*Consigna:*
Continúa el relato sobre los días de cocina para el equipo de Paul McCartney en Montevideo, empezando justo después de su última oración.

*Fragmento seleccionado:*
^^^^^^^^^^^^^^^^

El día que le cociné a Sir Paul (o casi)

El día que le cociné a Sir Paul (o casi)

Cuando Martín Schwedt, un chef uruguayo amigo personal y conocido como “el chef de los famosos” por haber cocinado para Madonna, Coldplay y otras leyendas, me lanzó una invitación, no pude resistirme. Era 2013, y McCartney volvía a Montevideo, nada menos que al Centenario, y Schwedt necesitaba un equipo de cocineros uruguayos para apoyar al crew británico que lo acompañaba en su gira.

Era una oportunidad única: tres días cocinando para el staff de Paul, y, claro, también para el mismísimo Sir Paul.

Para entonces, ya era un reciente graduado del IGA (Instituto Gastronómico Argentino) en Montevideo, pero no había abrazado la cocina para ser el próximo Schwedt (es imposibe). No, yo había estudiado gastronomía por algo mucho más práctico: la vida en los medios tiene la estabilidad de un flan, y, ante cualquier sacudida, quería tener un oficio con el que pudiera sostenerme. Me gustaba la idea de tener un plan B. Y con eso en mente, acepté su invitación, un poco por la curiosidad, otro tanto por ver de cerca cómo se mueve la cocina profesional.


Foto de familia junto al crew británico.

Pero, siendo sinceros, aquellos tres días cocinando para McCartney y su equipo fueron solo un capítulo en una serie de pasantías, “mini becas” en cocinas diversas. Desde mis días en la escuela de gastronomía, me había embarcado en varias de esas experiencias para ganar cancha, y cada una me dejó algo distinto.

Hubo cocinas en las que el ambiente era vibrante, creativo, incluso humano; otras donde la presión era intensa, las jerarquías inquebrantables, y el trato, francamente, en el borde del destrato.

Así, a lo largo de esas experiencias, fui aprendiendo que la gastronomía tiene su propio idioma. La cocina profesional, como yo la experimenté, es un mundo cerrado, donde el trabajo en equipo es fundamental, pero también lo es la precisión, y el error es casi una ofensa.

En ese universo, hay un sentido del deber similar a un entrenamiento militar: un corte en falso o un plato en el momento equivocado es casi una falta de respeto.

Cuando el respeto es un ingrediente faltante

Uno aprende a seguir indicaciones al pie de la letra y a manejar tiempos como un reloj suizo. No me malinterpreten; es una experiencia formativa como pocas, pero con los días y las semanas, me di cuenta de algo más profundo: aquella cocina, aunque me fascinaba, no era el lugar donde quería pasar mis días.


Preparando alimentos junto a Diego Ruete.

^^^^^^^^^^^^^^^^

*Material mostrado:*
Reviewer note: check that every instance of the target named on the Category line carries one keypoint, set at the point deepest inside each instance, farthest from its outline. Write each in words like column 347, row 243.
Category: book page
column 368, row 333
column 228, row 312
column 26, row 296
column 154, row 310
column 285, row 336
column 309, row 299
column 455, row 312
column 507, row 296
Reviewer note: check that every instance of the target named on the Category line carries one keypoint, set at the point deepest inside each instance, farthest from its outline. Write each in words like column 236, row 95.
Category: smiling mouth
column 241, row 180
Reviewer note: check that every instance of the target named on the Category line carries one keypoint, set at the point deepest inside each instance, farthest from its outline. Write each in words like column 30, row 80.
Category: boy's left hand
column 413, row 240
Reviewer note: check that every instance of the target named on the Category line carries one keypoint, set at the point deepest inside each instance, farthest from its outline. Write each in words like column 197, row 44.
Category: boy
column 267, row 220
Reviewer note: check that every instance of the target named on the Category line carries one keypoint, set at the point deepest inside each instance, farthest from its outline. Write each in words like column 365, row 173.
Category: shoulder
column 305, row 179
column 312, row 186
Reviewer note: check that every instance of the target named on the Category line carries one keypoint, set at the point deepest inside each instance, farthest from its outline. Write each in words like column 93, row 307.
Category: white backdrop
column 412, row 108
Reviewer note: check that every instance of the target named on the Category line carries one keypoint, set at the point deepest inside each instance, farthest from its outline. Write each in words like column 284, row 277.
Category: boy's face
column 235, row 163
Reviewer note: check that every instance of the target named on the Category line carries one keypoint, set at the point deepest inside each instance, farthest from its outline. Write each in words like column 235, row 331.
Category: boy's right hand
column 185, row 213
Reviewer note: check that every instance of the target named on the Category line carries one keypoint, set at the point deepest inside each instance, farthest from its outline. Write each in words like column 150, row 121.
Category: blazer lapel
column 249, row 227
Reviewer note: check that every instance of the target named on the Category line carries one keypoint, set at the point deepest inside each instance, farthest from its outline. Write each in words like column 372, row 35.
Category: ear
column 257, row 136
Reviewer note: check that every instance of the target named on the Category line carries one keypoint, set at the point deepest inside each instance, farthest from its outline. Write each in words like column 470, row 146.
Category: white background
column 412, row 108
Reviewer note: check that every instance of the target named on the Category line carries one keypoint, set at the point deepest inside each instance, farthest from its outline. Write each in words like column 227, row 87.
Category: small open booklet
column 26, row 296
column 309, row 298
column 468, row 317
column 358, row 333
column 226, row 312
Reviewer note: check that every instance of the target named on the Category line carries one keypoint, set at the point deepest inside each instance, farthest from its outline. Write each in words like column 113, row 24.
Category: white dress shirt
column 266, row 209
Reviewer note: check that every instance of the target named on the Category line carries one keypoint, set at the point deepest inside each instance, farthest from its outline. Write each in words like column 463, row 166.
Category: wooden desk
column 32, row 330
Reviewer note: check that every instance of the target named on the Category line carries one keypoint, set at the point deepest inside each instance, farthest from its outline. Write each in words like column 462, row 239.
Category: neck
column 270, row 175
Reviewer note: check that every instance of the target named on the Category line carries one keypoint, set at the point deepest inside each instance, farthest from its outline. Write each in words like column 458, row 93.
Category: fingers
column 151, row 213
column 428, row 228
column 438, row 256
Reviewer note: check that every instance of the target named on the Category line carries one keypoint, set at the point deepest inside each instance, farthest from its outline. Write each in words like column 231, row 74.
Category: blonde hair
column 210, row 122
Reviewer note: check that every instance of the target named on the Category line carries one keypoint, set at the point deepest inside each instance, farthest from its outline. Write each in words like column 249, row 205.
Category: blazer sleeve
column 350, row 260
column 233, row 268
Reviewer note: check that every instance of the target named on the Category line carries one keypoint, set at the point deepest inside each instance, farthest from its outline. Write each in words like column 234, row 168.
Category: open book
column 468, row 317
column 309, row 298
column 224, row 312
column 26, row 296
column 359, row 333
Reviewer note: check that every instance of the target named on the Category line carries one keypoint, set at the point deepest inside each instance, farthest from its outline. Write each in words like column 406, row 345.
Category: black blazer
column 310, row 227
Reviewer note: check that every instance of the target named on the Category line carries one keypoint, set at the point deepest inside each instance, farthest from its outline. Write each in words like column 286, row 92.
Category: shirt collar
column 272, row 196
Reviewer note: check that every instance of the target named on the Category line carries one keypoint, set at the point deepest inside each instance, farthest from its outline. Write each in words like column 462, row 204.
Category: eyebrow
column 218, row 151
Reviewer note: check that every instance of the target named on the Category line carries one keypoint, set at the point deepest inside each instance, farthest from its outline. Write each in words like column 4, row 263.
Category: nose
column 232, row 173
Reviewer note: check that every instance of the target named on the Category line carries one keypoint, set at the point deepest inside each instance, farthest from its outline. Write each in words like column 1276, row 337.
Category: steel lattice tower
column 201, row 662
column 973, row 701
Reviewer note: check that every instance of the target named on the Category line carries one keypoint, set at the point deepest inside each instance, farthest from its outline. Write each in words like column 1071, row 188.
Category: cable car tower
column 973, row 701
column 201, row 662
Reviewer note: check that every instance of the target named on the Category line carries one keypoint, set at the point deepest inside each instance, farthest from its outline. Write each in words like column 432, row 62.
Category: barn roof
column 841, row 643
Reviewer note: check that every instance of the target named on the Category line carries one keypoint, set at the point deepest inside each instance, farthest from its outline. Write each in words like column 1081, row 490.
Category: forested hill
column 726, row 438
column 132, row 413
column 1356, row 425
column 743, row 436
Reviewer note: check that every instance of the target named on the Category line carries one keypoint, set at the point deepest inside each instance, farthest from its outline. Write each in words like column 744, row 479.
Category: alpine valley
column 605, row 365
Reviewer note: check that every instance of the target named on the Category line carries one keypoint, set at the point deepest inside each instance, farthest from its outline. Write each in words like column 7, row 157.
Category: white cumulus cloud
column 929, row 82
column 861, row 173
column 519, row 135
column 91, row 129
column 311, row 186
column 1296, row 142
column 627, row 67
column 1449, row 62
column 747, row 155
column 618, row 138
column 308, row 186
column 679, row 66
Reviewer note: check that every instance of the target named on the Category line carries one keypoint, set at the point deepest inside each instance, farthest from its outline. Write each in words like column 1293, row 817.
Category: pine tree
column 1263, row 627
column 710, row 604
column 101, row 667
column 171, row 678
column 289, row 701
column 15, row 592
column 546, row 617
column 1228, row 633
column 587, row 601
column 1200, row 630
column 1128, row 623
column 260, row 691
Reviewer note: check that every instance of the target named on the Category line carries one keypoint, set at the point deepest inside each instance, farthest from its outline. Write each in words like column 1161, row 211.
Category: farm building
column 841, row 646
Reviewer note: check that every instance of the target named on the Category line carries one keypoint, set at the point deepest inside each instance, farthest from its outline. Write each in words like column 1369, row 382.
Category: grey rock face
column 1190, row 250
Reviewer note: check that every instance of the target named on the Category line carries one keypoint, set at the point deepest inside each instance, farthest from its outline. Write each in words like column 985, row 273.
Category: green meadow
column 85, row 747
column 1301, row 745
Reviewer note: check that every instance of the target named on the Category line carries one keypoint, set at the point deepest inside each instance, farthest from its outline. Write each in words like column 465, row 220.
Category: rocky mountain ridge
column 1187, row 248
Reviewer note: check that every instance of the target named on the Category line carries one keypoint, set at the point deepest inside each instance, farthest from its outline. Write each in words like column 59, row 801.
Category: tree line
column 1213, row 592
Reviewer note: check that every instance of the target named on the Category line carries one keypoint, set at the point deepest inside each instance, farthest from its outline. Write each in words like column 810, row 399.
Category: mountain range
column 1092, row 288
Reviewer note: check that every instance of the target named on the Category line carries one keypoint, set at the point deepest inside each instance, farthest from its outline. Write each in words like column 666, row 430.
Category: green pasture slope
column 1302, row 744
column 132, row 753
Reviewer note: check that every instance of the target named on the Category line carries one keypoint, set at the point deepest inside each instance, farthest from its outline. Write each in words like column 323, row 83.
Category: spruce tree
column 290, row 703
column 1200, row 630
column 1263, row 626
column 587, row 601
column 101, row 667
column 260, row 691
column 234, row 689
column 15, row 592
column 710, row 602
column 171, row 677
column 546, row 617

^^^^^^^^^^^^^^^^

*Respuesta esperada:*
Quizás fue en el Centenario donde esta conclusión empezó a tomar forma, donde comprendí que la pasión por la cocina no necesariamente se traduce en querer vivir bajo esas reglas. Porque, a ver, yo amo cocinar. Desde chico, inventaba platos, probaba recetas de mi abuela y soñaba con hacer algo propio. Pero el ambiente que vi en esas cocinas de alta exigencia estaba lejos de ser el de una fiesta de creatividad y sabores. Era una coreografía de presión, de órdenes y respuestas rápidas, de rostros serios y pocas palabras de aliento.


Parte del menú vegano y vegetariano para todo el staff.

Aquel tiempo como “becario-pasante” de la cocina profesional me enseñó dos cosas: la importancia de tener un oficio concreto, algo que uno pueda hacer con sus manos, y, también, el valor de saber cuándo un ambiente no es para uno. Aprecié el respeto que los cocineros profesionales le tienen a su oficio, pero también entendí que el respeto debe ir en ambas direcciones.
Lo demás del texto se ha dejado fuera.